■ **작성할 내용**
"Mark every instance of the stilt"이(가) 들어 있는 줄에서 시작해 "Target: distant hill silhouette"이(가) 들어 있는 줄까지 다시 쓰세요. "wooden"을(를) "timber"(으)로 바꾸고 나머지는 그대로 두세요.

■ **자료 목록**
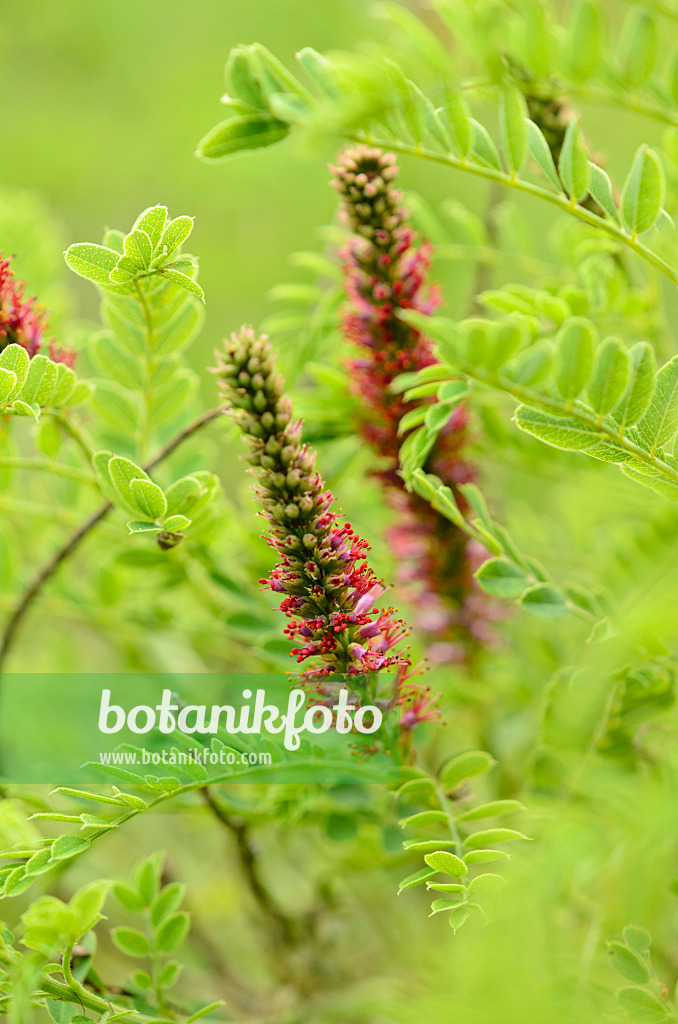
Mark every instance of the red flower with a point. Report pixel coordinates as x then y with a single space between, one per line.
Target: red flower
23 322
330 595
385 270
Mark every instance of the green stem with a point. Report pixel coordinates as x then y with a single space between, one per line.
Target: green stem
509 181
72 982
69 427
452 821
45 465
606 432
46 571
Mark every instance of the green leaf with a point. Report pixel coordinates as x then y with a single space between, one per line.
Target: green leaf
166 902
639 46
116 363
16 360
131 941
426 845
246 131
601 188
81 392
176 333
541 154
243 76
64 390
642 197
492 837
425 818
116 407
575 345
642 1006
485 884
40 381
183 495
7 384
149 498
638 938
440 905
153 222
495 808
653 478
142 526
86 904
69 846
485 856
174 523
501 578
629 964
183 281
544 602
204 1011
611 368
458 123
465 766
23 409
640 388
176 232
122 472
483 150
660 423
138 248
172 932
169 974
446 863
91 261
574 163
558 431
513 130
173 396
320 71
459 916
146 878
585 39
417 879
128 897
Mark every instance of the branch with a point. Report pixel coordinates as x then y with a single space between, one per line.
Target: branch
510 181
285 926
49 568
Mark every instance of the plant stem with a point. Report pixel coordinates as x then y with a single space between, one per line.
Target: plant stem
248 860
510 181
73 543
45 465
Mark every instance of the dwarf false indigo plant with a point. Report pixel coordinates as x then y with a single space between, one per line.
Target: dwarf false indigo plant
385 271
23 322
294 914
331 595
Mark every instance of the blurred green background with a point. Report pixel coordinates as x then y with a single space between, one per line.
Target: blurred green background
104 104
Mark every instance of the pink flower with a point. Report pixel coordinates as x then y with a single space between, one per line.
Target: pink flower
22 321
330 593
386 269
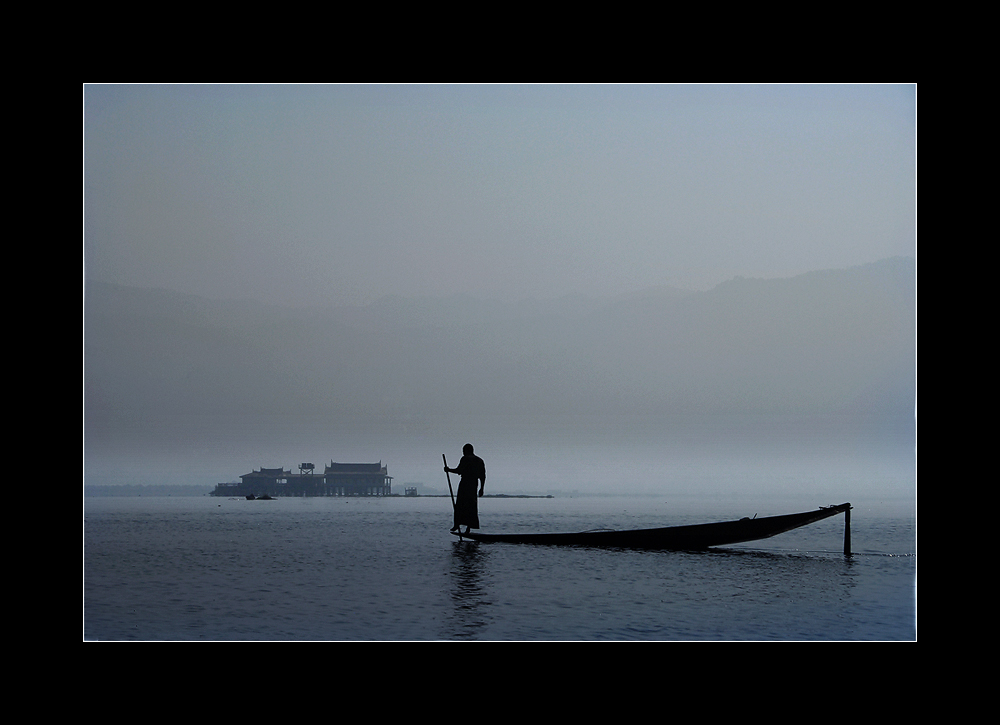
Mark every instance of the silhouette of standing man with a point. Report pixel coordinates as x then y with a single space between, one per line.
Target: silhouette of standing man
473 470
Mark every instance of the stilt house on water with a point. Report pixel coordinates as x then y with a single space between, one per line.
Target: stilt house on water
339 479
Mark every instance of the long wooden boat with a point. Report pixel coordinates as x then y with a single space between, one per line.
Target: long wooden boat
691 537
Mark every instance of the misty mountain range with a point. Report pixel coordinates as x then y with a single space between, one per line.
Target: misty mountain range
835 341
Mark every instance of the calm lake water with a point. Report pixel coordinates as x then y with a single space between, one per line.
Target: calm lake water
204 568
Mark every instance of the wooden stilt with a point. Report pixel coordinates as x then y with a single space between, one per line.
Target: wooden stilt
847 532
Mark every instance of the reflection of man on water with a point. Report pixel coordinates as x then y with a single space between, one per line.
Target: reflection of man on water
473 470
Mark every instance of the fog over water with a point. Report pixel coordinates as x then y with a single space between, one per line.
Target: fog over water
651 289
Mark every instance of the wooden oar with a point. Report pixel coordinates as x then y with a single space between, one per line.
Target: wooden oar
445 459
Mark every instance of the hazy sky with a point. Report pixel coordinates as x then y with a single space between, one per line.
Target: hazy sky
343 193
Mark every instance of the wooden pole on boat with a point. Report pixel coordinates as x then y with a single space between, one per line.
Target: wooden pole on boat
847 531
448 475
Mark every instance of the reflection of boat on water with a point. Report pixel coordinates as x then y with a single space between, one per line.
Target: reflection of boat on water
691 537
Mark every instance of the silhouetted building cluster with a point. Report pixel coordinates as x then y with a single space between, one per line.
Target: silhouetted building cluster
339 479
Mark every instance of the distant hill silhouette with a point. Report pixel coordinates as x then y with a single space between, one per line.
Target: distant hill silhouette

==

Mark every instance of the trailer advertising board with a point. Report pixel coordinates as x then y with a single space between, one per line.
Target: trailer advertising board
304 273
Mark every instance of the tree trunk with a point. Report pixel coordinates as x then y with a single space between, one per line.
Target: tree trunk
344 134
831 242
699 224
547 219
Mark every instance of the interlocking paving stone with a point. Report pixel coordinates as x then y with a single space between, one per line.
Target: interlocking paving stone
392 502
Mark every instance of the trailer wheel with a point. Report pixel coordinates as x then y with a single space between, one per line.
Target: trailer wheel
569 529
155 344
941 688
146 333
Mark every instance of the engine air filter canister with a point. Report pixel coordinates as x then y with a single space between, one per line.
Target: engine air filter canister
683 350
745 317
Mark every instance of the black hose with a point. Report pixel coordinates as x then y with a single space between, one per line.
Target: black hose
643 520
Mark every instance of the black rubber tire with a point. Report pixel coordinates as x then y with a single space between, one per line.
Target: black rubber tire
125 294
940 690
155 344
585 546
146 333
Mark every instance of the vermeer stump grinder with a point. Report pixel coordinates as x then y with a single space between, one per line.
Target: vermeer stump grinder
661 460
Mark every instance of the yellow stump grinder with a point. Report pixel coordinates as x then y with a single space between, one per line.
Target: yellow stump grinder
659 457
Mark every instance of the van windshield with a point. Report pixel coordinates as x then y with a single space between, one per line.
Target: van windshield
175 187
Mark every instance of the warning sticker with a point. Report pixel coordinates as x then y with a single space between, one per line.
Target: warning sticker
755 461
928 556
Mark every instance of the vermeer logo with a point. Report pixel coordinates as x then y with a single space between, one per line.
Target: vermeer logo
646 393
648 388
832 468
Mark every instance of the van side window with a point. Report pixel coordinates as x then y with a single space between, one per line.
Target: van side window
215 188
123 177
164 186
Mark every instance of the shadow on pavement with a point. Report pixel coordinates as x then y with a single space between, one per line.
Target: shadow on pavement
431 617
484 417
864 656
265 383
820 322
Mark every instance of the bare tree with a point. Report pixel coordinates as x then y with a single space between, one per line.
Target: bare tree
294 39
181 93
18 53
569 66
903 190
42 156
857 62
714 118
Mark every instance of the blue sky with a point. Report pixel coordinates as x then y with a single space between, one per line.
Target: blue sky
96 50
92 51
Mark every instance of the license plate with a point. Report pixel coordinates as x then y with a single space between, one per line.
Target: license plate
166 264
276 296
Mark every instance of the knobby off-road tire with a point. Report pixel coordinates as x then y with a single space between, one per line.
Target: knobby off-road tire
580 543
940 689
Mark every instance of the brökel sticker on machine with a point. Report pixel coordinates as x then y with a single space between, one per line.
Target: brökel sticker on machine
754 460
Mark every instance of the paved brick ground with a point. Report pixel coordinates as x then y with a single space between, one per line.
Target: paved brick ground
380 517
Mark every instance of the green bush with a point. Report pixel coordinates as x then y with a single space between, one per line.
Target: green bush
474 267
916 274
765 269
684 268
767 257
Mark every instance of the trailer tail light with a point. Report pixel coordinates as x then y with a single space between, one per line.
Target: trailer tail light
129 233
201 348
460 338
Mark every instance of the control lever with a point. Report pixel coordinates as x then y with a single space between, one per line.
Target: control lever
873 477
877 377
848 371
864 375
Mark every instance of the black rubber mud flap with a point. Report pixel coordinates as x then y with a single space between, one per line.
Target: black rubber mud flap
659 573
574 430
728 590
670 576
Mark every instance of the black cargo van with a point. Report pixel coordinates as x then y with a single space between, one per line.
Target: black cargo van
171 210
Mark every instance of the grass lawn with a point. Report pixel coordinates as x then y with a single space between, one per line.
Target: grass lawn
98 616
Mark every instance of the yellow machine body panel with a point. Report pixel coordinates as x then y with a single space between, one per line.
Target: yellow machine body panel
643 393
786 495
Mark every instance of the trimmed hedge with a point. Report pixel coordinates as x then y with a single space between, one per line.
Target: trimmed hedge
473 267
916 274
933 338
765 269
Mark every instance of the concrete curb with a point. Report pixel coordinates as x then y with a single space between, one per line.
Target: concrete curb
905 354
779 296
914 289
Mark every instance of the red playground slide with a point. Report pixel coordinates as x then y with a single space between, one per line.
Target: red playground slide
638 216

* * *

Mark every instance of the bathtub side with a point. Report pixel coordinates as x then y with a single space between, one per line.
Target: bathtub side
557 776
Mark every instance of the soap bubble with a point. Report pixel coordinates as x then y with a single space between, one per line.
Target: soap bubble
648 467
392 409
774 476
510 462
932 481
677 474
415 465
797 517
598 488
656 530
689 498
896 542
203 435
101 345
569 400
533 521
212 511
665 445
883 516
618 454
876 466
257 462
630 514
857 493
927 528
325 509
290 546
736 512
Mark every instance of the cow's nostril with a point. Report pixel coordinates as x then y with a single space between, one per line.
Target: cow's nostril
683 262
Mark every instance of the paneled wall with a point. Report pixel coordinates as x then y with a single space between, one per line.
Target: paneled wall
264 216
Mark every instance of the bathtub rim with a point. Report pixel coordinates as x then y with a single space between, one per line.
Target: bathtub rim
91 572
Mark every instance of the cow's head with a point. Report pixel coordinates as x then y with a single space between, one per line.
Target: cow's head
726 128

■ **과제 풀이**
Mark every instance of the stilt house on water with a point. Report pixel coordinates as x then y with a single space between, one per line.
Target: stilt house on water
339 479
Mark every instance of the long timber boat with a point. Report pixel coordinates as x then y with a single space between, one per line.
Target: long timber boat
691 537
Mark every instance of the misty mountain range with a point. Report pixel coordinates as x then y with a single space between, one per line.
Target: misty mountain range
835 341
Mark every instance of the calm lake water with a point. Report pixel coordinates as x then y with a single space between, one per line.
Target: calm lake water
204 568
Mark every instance of the timber stilt with a point. Report pixel coordinates as x then y with a single space between, one per line.
Target: timber stilt
847 532
Mark every instance of the reflection of man on water with a point. Report pixel coordinates as x then y with a single space between, one per line.
Target: reflection of man on water
473 470
Mark every instance of the fog over water with a point. Report pixel coordinates as x then y with a single space between, one per line.
Target: fog over water
651 289
Mark every instance of the timber oar with a point. Report pixel coordinates as x then y with a single space between, one per line.
Target: timber oar
445 459
Mark every instance of the hazy sky with a point. Report pixel coordinates as x then y with a single space between, one per line.
Target: hazy sky
343 193
Mark every instance of the timber pole on boat with a point. Report pixel coordinates as x then y with a single space between, one per line.
Target: timber pole on boat
847 531
448 475
Mark every instance of the reflection of boat on water with a point. Report pixel coordinates as x then y with a single space between, one per line.
Target: reflection of boat on water
691 537
Mark every instance of the silhouetted building cluster with a point. Report pixel coordinates as x then y with a single space between, one per line.
Target: silhouetted building cluster
339 479
Mark every instance of the distant hill silhouette with a point. Report pixel coordinates as x then y with a single space between, one per line.
Target: distant hill silhouette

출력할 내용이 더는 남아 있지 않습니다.